··· MATERIAL FOR THIS EXERCISE
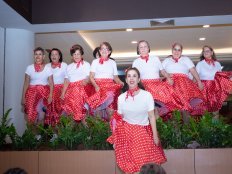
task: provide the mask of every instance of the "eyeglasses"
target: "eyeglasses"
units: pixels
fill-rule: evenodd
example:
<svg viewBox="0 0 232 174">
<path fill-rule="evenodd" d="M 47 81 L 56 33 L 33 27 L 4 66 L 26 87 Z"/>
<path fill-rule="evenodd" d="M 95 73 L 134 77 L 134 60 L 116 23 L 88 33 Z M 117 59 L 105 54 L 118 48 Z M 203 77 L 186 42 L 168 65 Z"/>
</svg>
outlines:
<svg viewBox="0 0 232 174">
<path fill-rule="evenodd" d="M 211 52 L 211 50 L 205 50 L 205 51 L 203 51 L 203 53 L 210 53 Z"/>
<path fill-rule="evenodd" d="M 173 48 L 173 51 L 181 51 L 181 49 Z"/>
<path fill-rule="evenodd" d="M 101 51 L 109 51 L 108 48 L 101 48 Z"/>
</svg>

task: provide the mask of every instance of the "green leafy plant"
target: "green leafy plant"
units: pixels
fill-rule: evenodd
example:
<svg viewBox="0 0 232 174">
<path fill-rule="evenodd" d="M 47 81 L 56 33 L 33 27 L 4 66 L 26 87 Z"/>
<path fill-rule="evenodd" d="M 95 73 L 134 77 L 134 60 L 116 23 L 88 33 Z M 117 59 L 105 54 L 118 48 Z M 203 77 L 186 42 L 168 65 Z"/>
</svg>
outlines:
<svg viewBox="0 0 232 174">
<path fill-rule="evenodd" d="M 85 129 L 84 147 L 85 149 L 109 150 L 112 145 L 106 142 L 110 136 L 109 123 L 98 117 L 89 116 L 86 118 L 87 127 Z"/>
<path fill-rule="evenodd" d="M 13 145 L 17 150 L 37 150 L 41 143 L 42 139 L 36 139 L 35 126 L 27 125 L 23 135 L 16 136 Z"/>
<path fill-rule="evenodd" d="M 69 150 L 77 149 L 83 139 L 82 128 L 83 125 L 77 124 L 71 117 L 62 116 L 60 118 L 60 124 L 57 126 L 57 141 Z"/>
<path fill-rule="evenodd" d="M 232 147 L 232 126 L 223 119 L 214 119 L 205 113 L 200 120 L 190 118 L 183 123 L 180 111 L 175 111 L 171 120 L 157 120 L 157 129 L 162 146 L 166 149 L 187 148 L 193 141 L 201 148 Z"/>
<path fill-rule="evenodd" d="M 162 146 L 166 149 L 180 149 L 191 141 L 191 137 L 186 135 L 187 127 L 183 124 L 180 111 L 173 112 L 172 119 L 166 122 L 159 118 L 157 129 Z"/>
</svg>

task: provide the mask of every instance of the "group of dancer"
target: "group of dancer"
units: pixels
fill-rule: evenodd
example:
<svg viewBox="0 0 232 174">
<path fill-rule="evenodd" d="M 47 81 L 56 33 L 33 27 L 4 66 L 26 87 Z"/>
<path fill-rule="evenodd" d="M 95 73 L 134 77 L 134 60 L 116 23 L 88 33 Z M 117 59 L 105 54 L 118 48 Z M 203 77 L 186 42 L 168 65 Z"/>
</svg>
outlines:
<svg viewBox="0 0 232 174">
<path fill-rule="evenodd" d="M 28 122 L 43 122 L 44 112 L 46 124 L 57 124 L 64 113 L 84 122 L 87 110 L 105 109 L 113 115 L 112 136 L 107 141 L 114 144 L 117 164 L 124 172 L 138 172 L 147 162 L 164 163 L 156 118 L 166 118 L 174 110 L 181 110 L 183 115 L 205 111 L 218 115 L 232 92 L 232 72 L 222 72 L 210 46 L 202 48 L 196 68 L 182 51 L 181 44 L 173 44 L 172 55 L 161 63 L 149 55 L 147 41 L 138 42 L 139 57 L 126 70 L 124 84 L 110 58 L 113 49 L 108 42 L 95 50 L 98 58 L 91 65 L 84 61 L 80 45 L 71 47 L 70 65 L 63 62 L 56 48 L 49 53 L 51 63 L 45 65 L 44 50 L 36 48 L 34 64 L 25 72 L 22 95 Z M 123 86 L 125 91 L 120 94 Z"/>
</svg>

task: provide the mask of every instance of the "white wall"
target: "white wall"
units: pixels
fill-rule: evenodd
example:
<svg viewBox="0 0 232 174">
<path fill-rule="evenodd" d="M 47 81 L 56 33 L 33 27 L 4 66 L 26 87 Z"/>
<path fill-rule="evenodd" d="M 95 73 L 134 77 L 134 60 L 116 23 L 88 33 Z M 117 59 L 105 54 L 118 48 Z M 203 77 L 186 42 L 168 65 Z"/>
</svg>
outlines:
<svg viewBox="0 0 232 174">
<path fill-rule="evenodd" d="M 6 29 L 5 111 L 12 108 L 10 118 L 17 132 L 25 130 L 21 96 L 26 67 L 33 63 L 34 33 L 23 29 Z"/>
<path fill-rule="evenodd" d="M 0 117 L 3 115 L 4 28 L 0 27 Z"/>
</svg>

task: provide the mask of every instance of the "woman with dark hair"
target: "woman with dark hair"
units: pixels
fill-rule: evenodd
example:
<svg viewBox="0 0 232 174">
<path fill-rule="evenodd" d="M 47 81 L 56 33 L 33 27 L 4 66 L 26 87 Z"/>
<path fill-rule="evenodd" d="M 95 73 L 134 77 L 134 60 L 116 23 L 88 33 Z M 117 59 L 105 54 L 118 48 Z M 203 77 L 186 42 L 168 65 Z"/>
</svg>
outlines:
<svg viewBox="0 0 232 174">
<path fill-rule="evenodd" d="M 100 58 L 100 47 L 96 47 L 94 50 L 93 50 L 93 57 L 95 58 L 95 59 L 98 59 L 98 58 Z"/>
<path fill-rule="evenodd" d="M 150 56 L 150 45 L 147 41 L 141 40 L 137 44 L 137 54 L 132 67 L 138 68 L 141 74 L 141 81 L 147 91 L 149 91 L 158 107 L 159 115 L 164 118 L 169 112 L 181 109 L 182 105 L 173 90 L 173 80 L 164 70 L 160 59 Z M 160 73 L 165 77 L 165 81 L 160 79 Z"/>
<path fill-rule="evenodd" d="M 110 116 L 117 107 L 117 97 L 124 83 L 118 78 L 116 62 L 110 59 L 113 51 L 111 45 L 103 42 L 99 51 L 101 57 L 93 60 L 90 70 L 90 81 L 95 88 L 95 94 L 87 102 L 95 111 L 107 108 Z"/>
<path fill-rule="evenodd" d="M 59 122 L 63 111 L 61 108 L 62 101 L 60 96 L 64 84 L 67 64 L 63 62 L 62 52 L 57 48 L 53 48 L 49 52 L 49 60 L 50 63 L 48 63 L 46 66 L 51 68 L 53 72 L 54 89 L 52 103 L 49 105 L 50 113 L 46 114 L 45 123 L 54 126 Z"/>
<path fill-rule="evenodd" d="M 44 123 L 43 108 L 52 102 L 53 76 L 51 69 L 45 66 L 44 59 L 44 49 L 36 48 L 34 64 L 29 65 L 25 72 L 22 104 L 31 124 Z"/>
<path fill-rule="evenodd" d="M 61 99 L 64 100 L 63 109 L 71 114 L 76 121 L 84 121 L 86 109 L 84 108 L 87 94 L 85 86 L 89 83 L 90 64 L 84 61 L 84 50 L 76 44 L 70 49 L 73 63 L 66 69 L 64 87 Z"/>
<path fill-rule="evenodd" d="M 111 120 L 116 162 L 125 173 L 139 172 L 148 162 L 162 164 L 166 157 L 156 128 L 154 99 L 143 90 L 137 68 L 126 71 L 126 89 L 118 98 L 118 110 Z"/>
<path fill-rule="evenodd" d="M 202 92 L 207 110 L 218 118 L 223 101 L 232 91 L 232 81 L 230 80 L 232 72 L 221 72 L 222 66 L 217 61 L 213 48 L 207 45 L 202 48 L 196 70 L 204 85 Z"/>
<path fill-rule="evenodd" d="M 184 118 L 188 119 L 188 113 L 201 115 L 204 112 L 204 97 L 201 93 L 203 84 L 195 69 L 192 60 L 182 55 L 183 46 L 179 43 L 172 45 L 172 55 L 167 57 L 162 65 L 174 81 L 173 88 L 182 104 Z M 189 79 L 189 73 L 196 79 L 197 84 Z M 186 120 L 187 121 L 187 120 Z"/>
</svg>

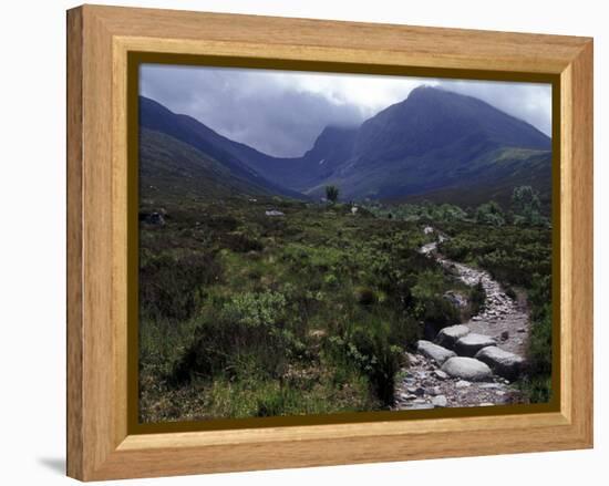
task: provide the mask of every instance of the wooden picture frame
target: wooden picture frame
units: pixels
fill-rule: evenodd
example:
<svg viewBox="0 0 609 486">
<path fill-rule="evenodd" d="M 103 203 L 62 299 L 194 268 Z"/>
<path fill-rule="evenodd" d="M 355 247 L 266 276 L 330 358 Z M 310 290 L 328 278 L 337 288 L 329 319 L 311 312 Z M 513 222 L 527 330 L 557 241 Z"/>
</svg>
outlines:
<svg viewBox="0 0 609 486">
<path fill-rule="evenodd" d="M 287 68 L 318 63 L 351 72 L 382 66 L 554 80 L 560 120 L 554 179 L 560 196 L 556 406 L 518 414 L 422 413 L 412 420 L 133 433 L 127 61 L 134 52 L 218 56 L 241 65 L 264 59 Z M 591 446 L 591 39 L 97 6 L 68 12 L 69 476 L 95 480 Z"/>
</svg>

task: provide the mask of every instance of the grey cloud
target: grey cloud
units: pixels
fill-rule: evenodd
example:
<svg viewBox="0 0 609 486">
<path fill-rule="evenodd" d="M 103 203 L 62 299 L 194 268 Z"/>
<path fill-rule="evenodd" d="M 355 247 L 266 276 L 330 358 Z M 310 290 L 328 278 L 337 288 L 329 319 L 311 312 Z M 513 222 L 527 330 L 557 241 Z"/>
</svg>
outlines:
<svg viewBox="0 0 609 486">
<path fill-rule="evenodd" d="M 381 76 L 372 84 L 368 76 L 368 84 L 362 84 L 357 80 L 363 76 L 348 77 L 345 84 L 344 75 L 146 64 L 141 71 L 141 93 L 276 156 L 302 155 L 328 125 L 359 125 L 385 107 L 374 104 L 373 94 L 384 93 L 382 99 L 391 100 L 388 104 L 398 103 L 417 84 L 479 97 L 551 133 L 549 85 Z"/>
<path fill-rule="evenodd" d="M 551 136 L 550 84 L 440 80 L 440 86 L 478 97 Z"/>
<path fill-rule="evenodd" d="M 231 139 L 275 156 L 299 156 L 327 125 L 353 126 L 362 111 L 244 70 L 145 66 L 141 93 Z"/>
</svg>

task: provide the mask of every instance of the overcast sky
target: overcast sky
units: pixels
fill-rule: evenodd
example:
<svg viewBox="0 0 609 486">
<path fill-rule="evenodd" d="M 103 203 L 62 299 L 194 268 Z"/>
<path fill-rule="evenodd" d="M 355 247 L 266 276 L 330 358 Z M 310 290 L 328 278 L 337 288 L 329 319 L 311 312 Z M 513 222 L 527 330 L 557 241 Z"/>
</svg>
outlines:
<svg viewBox="0 0 609 486">
<path fill-rule="evenodd" d="M 551 133 L 549 84 L 162 64 L 140 71 L 144 96 L 281 157 L 302 155 L 326 126 L 359 125 L 422 84 L 476 96 Z"/>
</svg>

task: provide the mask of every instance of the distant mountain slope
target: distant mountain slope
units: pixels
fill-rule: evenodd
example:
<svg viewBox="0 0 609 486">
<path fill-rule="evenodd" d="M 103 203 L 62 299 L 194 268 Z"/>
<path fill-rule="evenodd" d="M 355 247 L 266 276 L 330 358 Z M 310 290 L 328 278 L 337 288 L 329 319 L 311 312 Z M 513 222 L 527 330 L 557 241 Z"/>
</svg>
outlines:
<svg viewBox="0 0 609 486">
<path fill-rule="evenodd" d="M 194 146 L 149 128 L 140 132 L 140 193 L 143 198 L 158 194 L 180 198 L 275 194 Z"/>
<path fill-rule="evenodd" d="M 266 155 L 151 100 L 141 104 L 143 126 L 195 146 L 276 194 L 317 198 L 334 184 L 342 199 L 429 195 L 478 204 L 491 196 L 507 200 L 515 186 L 530 184 L 550 197 L 549 137 L 488 103 L 436 87 L 413 90 L 361 126 L 326 127 L 297 158 Z"/>
<path fill-rule="evenodd" d="M 204 157 L 214 159 L 227 168 L 230 177 L 238 178 L 242 183 L 248 182 L 269 194 L 302 197 L 300 193 L 269 180 L 249 164 L 242 162 L 233 149 L 235 145 L 238 145 L 236 142 L 223 137 L 190 116 L 175 114 L 162 104 L 144 96 L 140 96 L 140 127 L 168 135 L 196 148 Z M 246 146 L 244 145 L 244 147 Z M 256 152 L 252 148 L 249 151 Z M 247 151 L 244 148 L 244 152 Z"/>
</svg>

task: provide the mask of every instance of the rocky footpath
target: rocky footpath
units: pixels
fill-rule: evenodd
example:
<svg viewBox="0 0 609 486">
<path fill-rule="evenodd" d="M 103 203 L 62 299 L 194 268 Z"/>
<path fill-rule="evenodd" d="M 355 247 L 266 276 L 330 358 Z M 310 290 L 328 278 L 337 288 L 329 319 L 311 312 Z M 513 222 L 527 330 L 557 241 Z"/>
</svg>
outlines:
<svg viewBox="0 0 609 486">
<path fill-rule="evenodd" d="M 445 237 L 438 235 L 437 240 Z M 447 260 L 436 252 L 437 241 L 421 248 L 467 286 L 482 282 L 484 311 L 465 324 L 444 328 L 434 342 L 419 341 L 407 353 L 409 368 L 396 384 L 395 410 L 450 406 L 491 406 L 518 403 L 510 382 L 525 364 L 528 316 L 488 272 Z"/>
</svg>

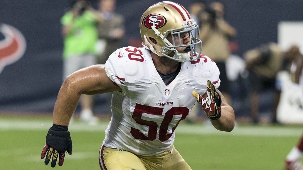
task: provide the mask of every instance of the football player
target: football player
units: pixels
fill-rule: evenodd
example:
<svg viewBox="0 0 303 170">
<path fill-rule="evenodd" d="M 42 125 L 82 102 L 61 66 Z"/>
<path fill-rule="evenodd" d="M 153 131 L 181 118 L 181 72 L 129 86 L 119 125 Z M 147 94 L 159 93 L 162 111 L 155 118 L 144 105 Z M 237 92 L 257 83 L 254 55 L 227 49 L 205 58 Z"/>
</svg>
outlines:
<svg viewBox="0 0 303 170">
<path fill-rule="evenodd" d="M 104 65 L 69 76 L 58 95 L 41 154 L 62 165 L 72 154 L 68 126 L 82 94 L 113 92 L 112 116 L 99 154 L 102 170 L 191 169 L 174 146 L 175 130 L 199 102 L 217 129 L 231 131 L 234 113 L 218 90 L 219 70 L 201 45 L 199 26 L 180 5 L 153 5 L 139 23 L 143 47 L 116 50 Z"/>
</svg>

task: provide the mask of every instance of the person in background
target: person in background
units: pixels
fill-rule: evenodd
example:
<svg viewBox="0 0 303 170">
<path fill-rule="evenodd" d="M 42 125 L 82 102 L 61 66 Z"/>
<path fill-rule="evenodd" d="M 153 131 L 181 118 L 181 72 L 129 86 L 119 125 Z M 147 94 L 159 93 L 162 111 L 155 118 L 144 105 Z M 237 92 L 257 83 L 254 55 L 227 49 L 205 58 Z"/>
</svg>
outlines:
······
Using the records above, please retype only the run of lines from the line holding "task: provide the mask of every instance of the football" through the last line, both ends included.

task: provide the mask of every instance of the football player
target: football player
units: pixels
fill-rule: evenodd
example:
<svg viewBox="0 0 303 170">
<path fill-rule="evenodd" d="M 42 125 L 82 102 L 61 66 Z"/>
<path fill-rule="evenodd" d="M 153 131 L 181 118 L 181 72 L 129 86 L 119 125 Z M 147 94 L 159 93 L 162 111 L 155 118 L 144 105 Z M 237 92 L 257 83 L 254 55 L 227 49 L 205 58 Z"/>
</svg>
outlines:
<svg viewBox="0 0 303 170">
<path fill-rule="evenodd" d="M 104 65 L 69 76 L 58 95 L 41 154 L 62 165 L 72 154 L 68 126 L 82 94 L 113 92 L 112 116 L 99 154 L 102 170 L 191 169 L 174 146 L 175 130 L 199 102 L 217 129 L 231 131 L 234 113 L 218 90 L 219 70 L 201 45 L 199 26 L 180 5 L 153 5 L 139 23 L 143 47 L 116 50 Z"/>
</svg>

task: provide the mask of every instance of the person in background
target: person in background
units: pixels
fill-rule: evenodd
example:
<svg viewBox="0 0 303 170">
<path fill-rule="evenodd" d="M 42 125 L 82 102 L 61 66 Z"/>
<path fill-rule="evenodd" d="M 153 131 L 181 118 L 181 72 L 129 86 L 119 125 Z M 147 94 L 159 93 L 162 111 L 155 118 L 144 105 Z M 237 92 L 257 83 L 254 55 L 227 49 L 205 58 Z"/>
</svg>
outlines:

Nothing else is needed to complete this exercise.